前のページへ戻るホームへ戻るテクノビジョダイジェスト
 
2002.03【特集記事−本誌編集部より−】
開発・設計から生産、廃棄まで コラボレーションの時代がやってきた
生き残るための情報活用術

 

■情報を活用するものはすべてに勝つ

「情報」の重要性はいつの時代でも変わらない。
戦国時代。織田信長が桶狭間で圧倒的に軍事的優位を誇る今川義元を破ったのも、一重に「今川軍は桶狭間で休憩中」という情報であった。また、関が原の戦い時、山之内一豊の妻が徳川家康の陣中にいた一豊に石田三成からの書状を下男の編み笠の紐に織り込み届け、これを一豊はさらに徳川家康に届けた。この書状=情報が大名へのパスポートとなったのである。
「情報」は上手につかみ、それを活用してこそ意味がある。情報を取るだけでは活かせず、活用方法やシステムだけを構築しても活かせる情報がなければ組織は死んでしまう。 製造業においても例外ではない。
生産現場でのIT活用はいまに始まったことではない。たとえば、トヨタ生産方式がビジネスモデル特許を取得しているが、これは「もともとあった考えややり方を情報機器にのせただけ」(トヨタ自動車広報)というもの。ビジネスモデルとして販売するという考えはなく、新しいコンセプトというのでもない。「いかに合理的に生産をするか、付加価値をつけるか」という発想からきた同社の生産方式を電子機器を使用して実現したものである。
カンバンも受発注情報として電子化して情報機器で管理する、あんどんにしても生産個数やその日の目標数を提示するだけでなく、その情報を蓄え、チョコ停の原因を解析すれば改善への糸口となる。
ISOにおいては文書管理を電子化することで、煩雑な事務を軽減することが可能になり、その分、本来業務である品質管理、環境インパクトの減少、職場環境の向上などに振り向けることができる。
また、米国で発達したCAD/CAM、CAEは翻訳工数が少ないことから、いち早く普及した。開発リードタイムを短縮し、品質向上に寄与できるコンカレントエンジニアリングにおいてはコンピュータなしには考えられない。
最近では一昔はライバルであった同業他社との共同開発も珍しいことではなく、ここでも「情報」そしてその「扱い」の効率化が大いに関係しているといえよう。

記録データ –

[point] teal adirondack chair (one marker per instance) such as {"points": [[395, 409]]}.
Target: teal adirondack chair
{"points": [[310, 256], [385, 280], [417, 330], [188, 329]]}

課題 1 – 本文によると、トヨタ生産方式は何を取得しているか。
課題 2 –
次の(a)〜(c)がそれぞれ本文と合っているかどうかを答えよ。各文に「はい」か「いいえ」で答え、根拠となる本文の語句をそのまま引用すること。
(a) 桶狭間で織田信長が破った相手は今川義元である。
(b) CAD/CAM、CAEは日本で発達した。
(c) トヨタ生産方式には、ビジネスモデルとして販売するという考えがある。
課題 3 – 本文の「前のページへ戻るホームへ戻るテクノビジョダイジェスト」から「使用して実現したものである。」までを、一字も変えずに全部書き写してください。
このデータは別の出典から取ったものだ。

解答全文 1 – ビジネスモデル特許

解答全文 2 –
(a) はい。「織田信長が桶狭間で圧倒的に軍事的優位を誇る今川義元を破った」
(b) いいえ。「米国で発達したCAD/CAM、CAEは」
(c) いいえ。「ビジネスモデルとして販売するという考えはなく」

解答全文 3 –
前のページへ戻るホームへ戻るテクノビジョダイジェスト
 
2002.03【特集記事−本誌編集部より−】
開発・設計から生産、廃棄まで コラボレーションの時代がやってきた
生き残るための情報活用術

 

■情報を活用するものはすべてに勝つ

「情報」の重要性はいつの時代でも変わらない。
戦国時代。織田信長が桶狭間で圧倒的に軍事的優位を誇る今川義元を破ったのも、一重に「今川軍は桶狭間で休憩中」という情報であった。また、関が原の戦い時、山之内一豊の妻が徳川家康の陣中にいた一豊に石田三成からの書状を下男の編み笠の紐に織り込み届け、これを一豊はさらに徳川家康に届けた。この書状=情報が大名へのパスポートとなったのである。
「情報」は上手につかみ、それを活用してこそ意味がある。情報を取るだけでは活かせず、活用方法やシステムだけを構築しても活かせる情報がなければ組織は死んでしまう。 製造業においても例外ではない。
生産現場でのIT活用はいまに始まったことではない。たとえば、トヨタ生産方式がビジネスモデル特許を取得しているが、これは「もともとあった考えややり方を情報機器にのせただけ」(トヨタ自動車広報)というもの。ビジネスモデルとして販売するという考えはなく、新しいコンセプトというのでもない。「いかに合理的に生産をするか、付加価値をつけるか」という発想からきた同社の生産方式を電子機器を使用して実現したものである。